• [EXERCISE PROMPT]
Can you rewrite the material below, swapping every "antelope" for "hartebeest" and leaving the rest untouched?

• [MATERIAL FOR THE TASK]
════════════════
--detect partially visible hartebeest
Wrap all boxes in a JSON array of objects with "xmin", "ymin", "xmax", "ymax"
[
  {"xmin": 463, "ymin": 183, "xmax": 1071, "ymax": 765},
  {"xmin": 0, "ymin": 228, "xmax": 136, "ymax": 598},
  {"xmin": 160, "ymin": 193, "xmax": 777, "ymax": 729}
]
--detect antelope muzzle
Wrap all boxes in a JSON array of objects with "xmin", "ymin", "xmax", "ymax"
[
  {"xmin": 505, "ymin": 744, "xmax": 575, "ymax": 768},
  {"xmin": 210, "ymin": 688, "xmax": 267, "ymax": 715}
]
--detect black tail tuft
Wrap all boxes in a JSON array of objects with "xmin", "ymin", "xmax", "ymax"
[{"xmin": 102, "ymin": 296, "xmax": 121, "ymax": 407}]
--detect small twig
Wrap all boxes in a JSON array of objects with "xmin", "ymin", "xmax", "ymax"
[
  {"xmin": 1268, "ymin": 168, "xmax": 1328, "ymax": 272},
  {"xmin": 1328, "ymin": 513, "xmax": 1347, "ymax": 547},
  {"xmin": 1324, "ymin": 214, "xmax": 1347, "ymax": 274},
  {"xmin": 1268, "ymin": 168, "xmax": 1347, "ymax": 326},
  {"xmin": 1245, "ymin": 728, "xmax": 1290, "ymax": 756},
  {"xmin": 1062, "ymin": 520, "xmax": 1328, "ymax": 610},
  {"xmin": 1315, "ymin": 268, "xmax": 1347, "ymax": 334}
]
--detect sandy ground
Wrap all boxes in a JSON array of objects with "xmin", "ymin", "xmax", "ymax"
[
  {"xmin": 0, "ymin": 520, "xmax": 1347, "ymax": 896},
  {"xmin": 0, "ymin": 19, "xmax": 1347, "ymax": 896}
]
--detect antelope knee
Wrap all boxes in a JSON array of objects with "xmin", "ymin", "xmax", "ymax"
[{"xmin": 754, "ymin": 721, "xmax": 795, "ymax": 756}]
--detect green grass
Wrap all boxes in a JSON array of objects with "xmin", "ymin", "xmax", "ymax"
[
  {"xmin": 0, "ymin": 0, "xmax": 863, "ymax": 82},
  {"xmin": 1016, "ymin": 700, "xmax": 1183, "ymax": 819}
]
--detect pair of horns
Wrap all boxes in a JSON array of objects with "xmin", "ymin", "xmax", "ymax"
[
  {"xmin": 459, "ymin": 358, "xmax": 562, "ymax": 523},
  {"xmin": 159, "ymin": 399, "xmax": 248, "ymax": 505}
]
════════════════
• [TASK RESPONSE]
--detect partially visible hartebeest
Wrap all boxes in a JSON array of objects with "xmin", "ymin", "xmax", "ymax"
[
  {"xmin": 463, "ymin": 183, "xmax": 1071, "ymax": 765},
  {"xmin": 0, "ymin": 228, "xmax": 136, "ymax": 598},
  {"xmin": 160, "ymin": 193, "xmax": 777, "ymax": 729}
]
--detect hartebeest muzzle
Wrap all boxes in a JSON array of objects with "xmin", "ymin", "xmax", "ymax"
[
  {"xmin": 505, "ymin": 744, "xmax": 575, "ymax": 768},
  {"xmin": 210, "ymin": 688, "xmax": 267, "ymax": 715}
]
--detect black tail tuft
Wrap all boxes in a JSON array of objects with "xmin", "ymin", "xmax", "ymax"
[{"xmin": 102, "ymin": 296, "xmax": 121, "ymax": 407}]
--detect small twig
Wrap all boxes in a JSON array of objects with "xmin", "ymin", "xmax", "ymax"
[
  {"xmin": 1268, "ymin": 168, "xmax": 1328, "ymax": 272},
  {"xmin": 1328, "ymin": 513, "xmax": 1347, "ymax": 547},
  {"xmin": 1324, "ymin": 214, "xmax": 1347, "ymax": 274},
  {"xmin": 1268, "ymin": 168, "xmax": 1347, "ymax": 326},
  {"xmin": 1245, "ymin": 728, "xmax": 1290, "ymax": 756},
  {"xmin": 1062, "ymin": 520, "xmax": 1328, "ymax": 610},
  {"xmin": 1315, "ymin": 268, "xmax": 1347, "ymax": 334}
]
--detect sandy ground
Wrap all boxes in a JSON array of objects with "xmin", "ymin", "xmax", "ymax"
[
  {"xmin": 0, "ymin": 520, "xmax": 1347, "ymax": 896},
  {"xmin": 0, "ymin": 19, "xmax": 1347, "ymax": 896}
]
--detect hartebeest knee
Wrap all boxes in a JSON array of objects with "xmin", "ymin", "xmax", "ymax"
[{"xmin": 754, "ymin": 721, "xmax": 795, "ymax": 756}]
--detect green grass
Wrap all boxes in a JSON array of objects with "xmin", "ymin", "xmax", "ymax"
[
  {"xmin": 0, "ymin": 0, "xmax": 863, "ymax": 82},
  {"xmin": 1016, "ymin": 700, "xmax": 1183, "ymax": 819}
]
--detect pair of horns
Wrap all boxes in a JSON array of objects with "xmin", "ymin", "xmax", "ymax"
[
  {"xmin": 459, "ymin": 358, "xmax": 562, "ymax": 523},
  {"xmin": 159, "ymin": 399, "xmax": 248, "ymax": 505}
]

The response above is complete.